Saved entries
_ _ _ _ _

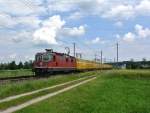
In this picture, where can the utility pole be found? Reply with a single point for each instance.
(95, 57)
(74, 49)
(117, 52)
(101, 56)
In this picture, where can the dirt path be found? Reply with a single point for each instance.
(36, 91)
(33, 101)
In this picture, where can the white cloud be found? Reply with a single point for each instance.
(138, 33)
(142, 32)
(21, 36)
(120, 12)
(13, 56)
(96, 40)
(6, 21)
(129, 37)
(48, 32)
(74, 32)
(21, 7)
(76, 16)
(143, 8)
(119, 24)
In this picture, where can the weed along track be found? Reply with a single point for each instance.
(12, 104)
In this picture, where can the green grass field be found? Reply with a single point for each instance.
(10, 89)
(123, 91)
(12, 73)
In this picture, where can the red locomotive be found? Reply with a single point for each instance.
(49, 61)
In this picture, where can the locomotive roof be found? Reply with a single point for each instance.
(57, 53)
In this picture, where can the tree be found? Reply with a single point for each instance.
(20, 65)
(12, 65)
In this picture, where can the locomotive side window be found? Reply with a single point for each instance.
(72, 60)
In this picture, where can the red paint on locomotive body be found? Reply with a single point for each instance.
(53, 61)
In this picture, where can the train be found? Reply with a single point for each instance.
(50, 62)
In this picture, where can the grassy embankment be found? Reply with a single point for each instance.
(12, 73)
(123, 91)
(11, 89)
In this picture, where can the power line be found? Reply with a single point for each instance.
(117, 52)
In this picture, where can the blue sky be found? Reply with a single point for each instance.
(30, 26)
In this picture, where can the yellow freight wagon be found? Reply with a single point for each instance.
(90, 65)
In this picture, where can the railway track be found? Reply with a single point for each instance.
(17, 79)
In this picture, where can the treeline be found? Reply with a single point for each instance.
(133, 64)
(13, 66)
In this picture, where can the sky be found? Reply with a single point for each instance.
(31, 26)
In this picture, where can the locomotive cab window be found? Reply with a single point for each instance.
(67, 59)
(54, 58)
(47, 57)
(38, 57)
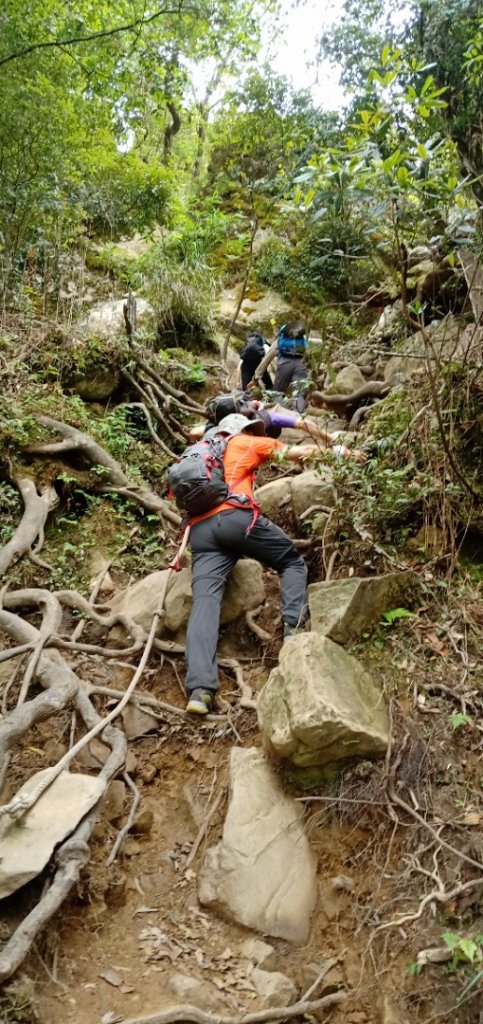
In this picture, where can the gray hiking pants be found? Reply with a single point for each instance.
(290, 371)
(217, 544)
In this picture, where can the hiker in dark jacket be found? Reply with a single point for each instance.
(251, 357)
(227, 532)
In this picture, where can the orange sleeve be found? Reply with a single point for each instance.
(265, 446)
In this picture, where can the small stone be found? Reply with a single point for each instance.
(342, 883)
(131, 848)
(54, 750)
(115, 801)
(274, 989)
(27, 844)
(116, 893)
(142, 823)
(194, 992)
(262, 873)
(93, 756)
(390, 1013)
(131, 763)
(319, 706)
(112, 977)
(260, 952)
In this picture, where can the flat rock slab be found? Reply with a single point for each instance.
(320, 707)
(28, 844)
(343, 609)
(262, 873)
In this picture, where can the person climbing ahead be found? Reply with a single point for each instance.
(290, 348)
(227, 532)
(291, 369)
(251, 357)
(274, 421)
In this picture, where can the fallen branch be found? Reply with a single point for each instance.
(345, 402)
(196, 1016)
(203, 830)
(247, 699)
(129, 823)
(59, 682)
(38, 503)
(436, 896)
(252, 625)
(179, 397)
(113, 476)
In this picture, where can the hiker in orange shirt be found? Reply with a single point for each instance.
(231, 530)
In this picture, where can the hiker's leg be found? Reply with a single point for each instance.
(269, 545)
(210, 569)
(300, 373)
(283, 374)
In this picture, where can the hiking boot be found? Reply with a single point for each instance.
(201, 701)
(290, 631)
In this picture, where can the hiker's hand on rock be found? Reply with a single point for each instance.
(358, 456)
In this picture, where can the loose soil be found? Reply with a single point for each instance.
(137, 923)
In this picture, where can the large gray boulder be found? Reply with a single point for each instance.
(348, 380)
(28, 843)
(320, 707)
(294, 495)
(343, 609)
(275, 497)
(408, 359)
(262, 873)
(245, 592)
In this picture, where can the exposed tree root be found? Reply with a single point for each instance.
(59, 682)
(38, 503)
(196, 1016)
(129, 823)
(113, 477)
(347, 403)
(252, 625)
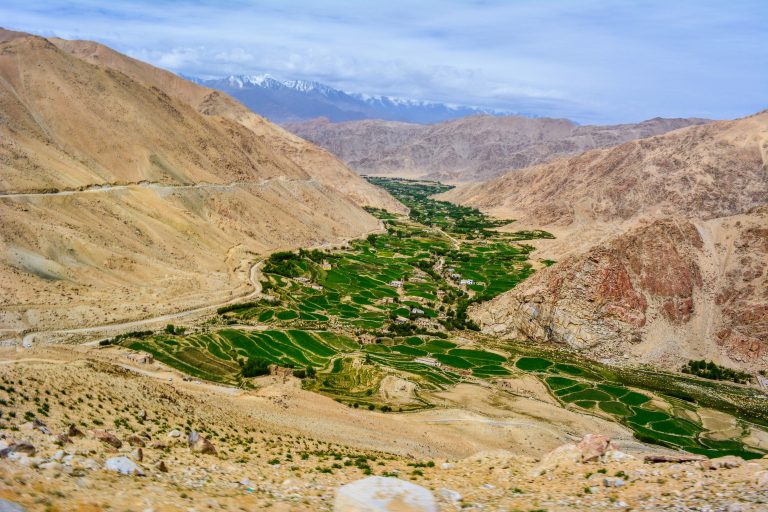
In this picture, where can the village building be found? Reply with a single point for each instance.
(367, 339)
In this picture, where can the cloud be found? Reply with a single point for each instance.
(592, 60)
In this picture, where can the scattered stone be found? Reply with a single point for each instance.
(452, 497)
(39, 425)
(662, 458)
(9, 506)
(124, 466)
(564, 455)
(18, 448)
(135, 440)
(62, 439)
(200, 444)
(727, 462)
(138, 454)
(108, 438)
(382, 494)
(51, 465)
(593, 447)
(73, 431)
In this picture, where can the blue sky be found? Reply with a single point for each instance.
(594, 61)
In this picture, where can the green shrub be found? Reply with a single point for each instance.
(254, 367)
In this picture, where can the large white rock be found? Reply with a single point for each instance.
(124, 466)
(382, 494)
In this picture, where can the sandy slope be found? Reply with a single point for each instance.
(468, 149)
(183, 188)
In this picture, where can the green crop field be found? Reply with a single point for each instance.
(669, 422)
(395, 304)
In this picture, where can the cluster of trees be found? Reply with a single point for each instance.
(459, 320)
(710, 370)
(256, 366)
(173, 330)
(284, 263)
(248, 305)
(120, 337)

_ _ _ _ _

What you are asked to do – Repeat every line above exactly, minus the pictures.

Solution to this task –
In this picture, where can the utility pole be found? Reply with a single point for each instance.
(95, 57)
(74, 49)
(117, 52)
(101, 56)
In this picture, where can the dirt path be found? Reply with a single point for each instance.
(36, 91)
(33, 101)
In this picture, where can the white cloud be found? Reply with a single point for each instance.
(138, 33)
(142, 32)
(21, 36)
(120, 12)
(13, 56)
(96, 40)
(6, 21)
(129, 37)
(48, 32)
(74, 32)
(21, 7)
(76, 16)
(143, 8)
(119, 24)
In this picture, where can the weed along track be found? Reply with a single point for each instance.
(12, 104)
In this picture, where can the green grass field be found? Reply with a single point for each instance.
(10, 89)
(123, 91)
(12, 73)
In this picture, where can the red locomotive be found? Reply with a single point for each instance.
(49, 61)
In this picture, where can the locomotive roof be found? Reply with a single point for each instance.
(57, 53)
In this picture, where can the tree be found? Reply with a single point for each instance.
(20, 65)
(12, 65)
In this picture, where can the locomotive side window be found? Reply with a single point for each instance.
(72, 60)
In this picture, where can the red paint on locomotive body be found? Reply with a single point for each instance.
(53, 61)
In this picture, where can the train be found? Reply with a single point for each instance.
(50, 62)
In this picture, where can the grassy embankment be found? Reply with a single point for each instance.
(12, 73)
(123, 91)
(11, 89)
In this picture, where can the power line be found? Reply with a single point for each instance.
(117, 52)
In this picture, where can the blue sky be found? Reply with a single point for each instance.
(30, 26)
In this picture, where can the yellow freight wagon be found? Reply with a single point for each instance.
(90, 65)
In this picture, where can the railway track be found? Reply with a single point for each instance.
(17, 79)
In this picture, where can the treeline be found? Reply with a single point for each instance.
(133, 64)
(13, 66)
In this picture, where can the sky be found? Reply with a single point for each instance.
(31, 26)
In this picture, where can the locomotive cab window be found? Reply with a single point for each instance.
(67, 59)
(54, 58)
(47, 57)
(38, 57)
In this picture, where can the gray hiking pants be found? Reply with a single point for each instance.
(290, 371)
(217, 544)
In this picture, where can the hiker in dark jacket be found? Reply with a single point for each instance.
(251, 357)
(227, 532)
In this picture, where can the orange sleeve be found? Reply with a single point for each instance.
(265, 446)
In this picture, where can the small stone be found? Reply with a single point for each instance.
(342, 883)
(131, 848)
(54, 750)
(115, 801)
(274, 989)
(27, 844)
(116, 893)
(142, 823)
(194, 992)
(262, 873)
(93, 756)
(390, 1013)
(131, 763)
(319, 706)
(112, 977)
(260, 952)
In this picture, where can the flat rock slab be found? Reply with a single point for each instance.
(320, 707)
(28, 844)
(343, 609)
(262, 873)
In this picture, where can the person climbing ahead be found? Reply with a single point for each instance.
(290, 348)
(227, 532)
(291, 369)
(251, 357)
(274, 421)
In this picture, where can the fallen branch be found? Reply with a single point for each instance.
(345, 402)
(196, 1016)
(203, 830)
(247, 699)
(129, 823)
(59, 682)
(38, 503)
(436, 896)
(252, 625)
(179, 397)
(113, 476)
In this picture, where can the hiker in orange shirt be found? Reply with a single point for each instance.
(231, 530)
In this picture, where can the hiker's leg be found? Reply with a single point for each instance.
(269, 545)
(210, 569)
(300, 373)
(283, 374)
In this picture, where can the hiking boot be found? Reply with a single point for each instance.
(201, 701)
(290, 631)
In this picture, where can the hiker's hand on rock be found? Reply with a single point for each instance.
(358, 456)
In this picture, where can the loose soil be found? Reply with a single point for each instance.
(137, 923)
In this picture, where can the large gray boulder be found? Reply with a single point for each instance.
(348, 380)
(28, 843)
(320, 707)
(294, 495)
(343, 609)
(275, 497)
(408, 359)
(262, 873)
(245, 592)
In this picture, where can the exposed tree root be found? Reply with a single point for each instance.
(59, 682)
(38, 503)
(196, 1016)
(129, 823)
(113, 477)
(347, 403)
(252, 625)
In this picture, where can the village building be found? Reply with a single point for each instance.
(367, 339)
In this picture, where can the cloud be found? Reply with a single point for each instance.
(592, 60)
In this picture, where can the scattered stone be found? Reply with a single point for each instance.
(452, 497)
(39, 425)
(662, 458)
(9, 506)
(124, 466)
(564, 455)
(18, 448)
(135, 440)
(62, 439)
(200, 444)
(727, 462)
(138, 454)
(108, 438)
(382, 494)
(51, 465)
(593, 447)
(73, 431)
In this picture, where can the blue sky be found? Reply with a single point for each instance.
(594, 61)
In this picture, where can the green shrub be found? Reply with a single point for each instance.
(254, 367)
In this picture, where can the large white rock be found? Reply with a single point for each instance.
(124, 466)
(382, 494)
In this picture, where can the sandy slope be found? Reply with a single point for each instance.
(468, 149)
(183, 188)
In this picture, where can the green crop field be found? Reply with a single point for each instance.
(669, 422)
(395, 304)
In this picture, where can the cluster of trees be found? Reply with a single point for each instance.
(459, 320)
(710, 370)
(256, 366)
(173, 330)
(284, 263)
(248, 305)
(120, 337)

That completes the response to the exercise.